═══ Data for review

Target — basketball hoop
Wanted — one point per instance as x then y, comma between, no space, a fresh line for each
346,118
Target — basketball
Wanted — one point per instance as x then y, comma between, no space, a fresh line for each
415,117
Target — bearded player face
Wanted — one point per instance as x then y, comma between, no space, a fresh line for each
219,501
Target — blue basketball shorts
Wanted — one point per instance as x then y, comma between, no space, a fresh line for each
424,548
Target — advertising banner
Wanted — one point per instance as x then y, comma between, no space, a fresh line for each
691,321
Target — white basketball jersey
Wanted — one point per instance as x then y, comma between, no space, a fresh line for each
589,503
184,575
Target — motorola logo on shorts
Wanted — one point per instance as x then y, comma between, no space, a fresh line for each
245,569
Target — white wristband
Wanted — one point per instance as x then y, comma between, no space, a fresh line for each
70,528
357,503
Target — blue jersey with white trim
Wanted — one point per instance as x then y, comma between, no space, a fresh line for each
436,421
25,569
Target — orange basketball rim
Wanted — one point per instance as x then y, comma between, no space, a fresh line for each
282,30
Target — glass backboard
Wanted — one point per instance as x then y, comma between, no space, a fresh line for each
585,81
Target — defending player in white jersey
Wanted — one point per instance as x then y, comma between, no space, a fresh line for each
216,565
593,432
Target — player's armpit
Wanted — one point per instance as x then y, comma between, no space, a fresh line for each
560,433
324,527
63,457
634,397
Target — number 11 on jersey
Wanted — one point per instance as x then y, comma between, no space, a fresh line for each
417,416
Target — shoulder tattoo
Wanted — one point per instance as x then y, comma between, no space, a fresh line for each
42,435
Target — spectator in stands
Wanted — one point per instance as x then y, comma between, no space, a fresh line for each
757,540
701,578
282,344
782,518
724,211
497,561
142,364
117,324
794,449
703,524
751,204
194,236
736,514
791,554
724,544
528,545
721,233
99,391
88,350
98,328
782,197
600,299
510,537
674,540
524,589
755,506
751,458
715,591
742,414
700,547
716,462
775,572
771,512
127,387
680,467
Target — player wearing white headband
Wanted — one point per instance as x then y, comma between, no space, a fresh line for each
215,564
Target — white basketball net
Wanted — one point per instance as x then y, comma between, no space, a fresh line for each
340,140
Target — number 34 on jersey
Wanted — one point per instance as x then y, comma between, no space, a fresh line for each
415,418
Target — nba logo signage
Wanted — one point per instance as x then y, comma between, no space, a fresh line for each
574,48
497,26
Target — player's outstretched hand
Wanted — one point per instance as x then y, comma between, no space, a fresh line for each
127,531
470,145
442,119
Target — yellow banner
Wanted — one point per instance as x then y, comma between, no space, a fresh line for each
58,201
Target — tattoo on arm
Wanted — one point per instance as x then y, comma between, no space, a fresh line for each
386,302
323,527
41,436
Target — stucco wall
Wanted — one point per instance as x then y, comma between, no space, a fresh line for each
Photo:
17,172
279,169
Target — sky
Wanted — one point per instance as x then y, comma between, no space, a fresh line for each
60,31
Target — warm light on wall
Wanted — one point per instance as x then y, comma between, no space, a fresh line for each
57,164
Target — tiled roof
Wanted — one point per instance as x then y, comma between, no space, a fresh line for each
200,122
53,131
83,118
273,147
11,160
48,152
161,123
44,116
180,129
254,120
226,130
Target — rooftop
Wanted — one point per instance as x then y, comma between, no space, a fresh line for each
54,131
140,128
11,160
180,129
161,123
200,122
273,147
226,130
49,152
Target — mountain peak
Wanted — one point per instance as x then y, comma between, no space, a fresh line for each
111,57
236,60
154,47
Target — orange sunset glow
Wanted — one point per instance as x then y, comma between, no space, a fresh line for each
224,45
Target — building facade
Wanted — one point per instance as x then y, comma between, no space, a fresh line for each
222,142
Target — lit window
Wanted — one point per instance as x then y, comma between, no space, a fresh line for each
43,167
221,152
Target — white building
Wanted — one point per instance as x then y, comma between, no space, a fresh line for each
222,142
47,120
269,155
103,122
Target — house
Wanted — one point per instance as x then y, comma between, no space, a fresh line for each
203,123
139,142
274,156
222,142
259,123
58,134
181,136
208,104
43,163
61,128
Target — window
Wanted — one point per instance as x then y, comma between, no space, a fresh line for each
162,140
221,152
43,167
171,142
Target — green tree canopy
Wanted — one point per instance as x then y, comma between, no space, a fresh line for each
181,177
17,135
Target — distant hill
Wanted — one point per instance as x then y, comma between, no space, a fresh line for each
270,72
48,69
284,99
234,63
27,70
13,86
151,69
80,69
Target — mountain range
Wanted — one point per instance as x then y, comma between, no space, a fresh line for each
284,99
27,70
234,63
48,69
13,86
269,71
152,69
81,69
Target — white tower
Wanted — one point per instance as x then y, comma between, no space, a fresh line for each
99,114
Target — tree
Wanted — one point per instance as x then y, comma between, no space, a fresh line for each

══════

### What you are asked to do
The response should consist of all the entries, set down exactly.

### Result of this task
Target — basketball hoop
Wanted — one point per instance as x then y, comma between, no space, a fresh line for each
346,118
Target — basketball
Wanted — one point per instance as x then y, comma between, no space, a fresh line for each
415,117
Target — bearded player face
Wanted — one point per instance as x then y, comma between, no space, a fresh line for each
219,501
Target — blue basketball shorts
Wanted — one point per instance as x then y, comma between, no space, a fresh line for each
424,548
Target — advertising banner
Wanted — one point per instance as x then y, comma between, no space, a fresh line for each
691,321
Target — white basketball jersey
Wanted — one point per instance as x then y, comma between, no space, a fresh line for each
589,503
184,575
Target — motorola logo on shorts
Wanted — one point per instance as x then y, comma between, no space, a fresh line for each
245,569
Target — white wristband
Wanted — one point per instance as x then y, comma between, no space, a fresh line for each
70,528
357,503
Target — blue jersey with white trim
Wanted — one point per instance as x then y, comma between, no space, a fresh line for each
436,421
25,569
Target — orange basketball rim
Wanted — one point per instance as x then y, comma between, no space, a fresh line for each
282,30
Target — glass backboard
Wanted — one point per instance as x then y, comma between, no space, a fresh line for each
585,81
Target — defending player in white jersey
Wanted — one point per instance as x then y, comma between, no space, a fresh line for each
216,565
593,432
Target — player's armpit
Wanted — one point per instance as x then y, comma between, no space, a fresh line for each
560,433
324,527
63,457
634,397
Target — number 11 on jersey
Wanted — one point per instance as x then y, comma between, no space, a fresh line for each
417,416
Target — shoulder tattoo
Wanted — one point per instance as x then y, comma between, no space, a fresh line for each
42,435
Target — spectator in stands
Wanted — one point per instance as x then y, comma between, no space, a fresh line for each
757,540
701,578
282,344
782,518
724,211
497,561
142,364
117,324
794,449
703,524
751,204
194,236
736,514
791,554
724,544
528,545
721,233
99,391
88,350
98,328
782,197
600,299
510,537
674,540
524,589
755,506
751,458
715,591
742,414
700,547
716,462
775,572
771,512
127,387
680,467
Target — player wearing white headband
Wanted — one point per instance as x then y, comma between, no space, a fresh line for each
215,564
Target — white basketball net
Wanted — one point per instance as x then y, comma between, no space, a fresh line for each
340,140
Target — number 34 on jersey
Wanted — one point per instance as x then y, comma between, no space, a fresh line for each
415,418
Target — nba logo signage
Wanted — one point per instance as x then y, comma between, no space, a fresh line for each
574,48
497,26
Target — player's outstretched hand
Wanted — one point per instance as x then y, comma between, no space, a fresh line for each
127,531
470,145
442,119
Target — yellow banner
Wanted — one point per instance as x then y, comma between, no space, a fresh line for each
58,201
Target — tattoo on arm
Wanted — one point per instance as x then y, comma between, no space, a fresh line for each
386,302
323,527
41,436
Target — stucco wall
Wanted — one point per instance as x then y, comma between, no space, a fresh line for each
Photo:
17,172
279,169
Target — sky
Wanted — one point per instance as x then y, comma between, no space, a fresh line for each
60,31
Target — warm light on wall
Wanted — one point per instance as x then y, comma between, no space, a fresh line for each
57,164
Target — tiled roof
Wanted — one point per instance as x then y, comma between, no space, a fresh line for each
200,122
53,131
83,118
273,147
11,160
48,152
161,123
44,116
180,129
254,120
226,130
Target — rooftop
Wanted — one point per instance as x then y, comma between, no space, a fresh line for each
54,131
140,128
11,160
180,129
161,123
200,122
273,147
226,130
49,152
Target — mountain peak
Wanted — one point per instance as x then y, comma between, no space, a fresh line for each
111,57
236,60
154,47
Target — orange sunset glow
Wanted — one point per instance as x then y, comma between, no space, a fresh line for each
224,45
Target — building facade
Wanted — one point per instance as x then y, comma between, no space, a fresh line for each
222,142
Target — lit window
Wanted — one point per instance as x then y, comma between, no space, a fresh line for each
43,167
221,152
Target — white building
Wanted — one point per instance as x then y, comma between, no space, a fresh line for each
222,142
47,120
269,155
103,122
Target — house
Wanted — one point per instance as x then y, comma between, no space, a fresh line for each
203,123
139,142
274,156
222,142
259,123
58,134
181,136
208,104
43,163
61,128
Target — window
Wanted — one point per instance as x then y, comma between, no space, a fresh line for each
162,140
221,152
43,167
171,142
Target — green tree canopy
Wanted — one point per instance as x then y, comma between, no space, a fresh line for each
181,177
17,135
Target — distant hill
Wanted — one point per instance as x then y, comma between, no space, a fresh line for each
270,72
48,69
284,99
234,63
27,70
13,86
151,69
80,69
Target — mountain range
Wanted — one point per instance as x then y, comma between, no space, a fresh line for each
284,99
27,70
234,63
48,69
13,86
269,71
152,69
81,69
Target — white tower
Wanted — one point per instance as x then y, comma between, no space, a fresh line for each
99,114
Target — tree
Wanted — one point per instance as x then y, comma between, no space, a fresh line for each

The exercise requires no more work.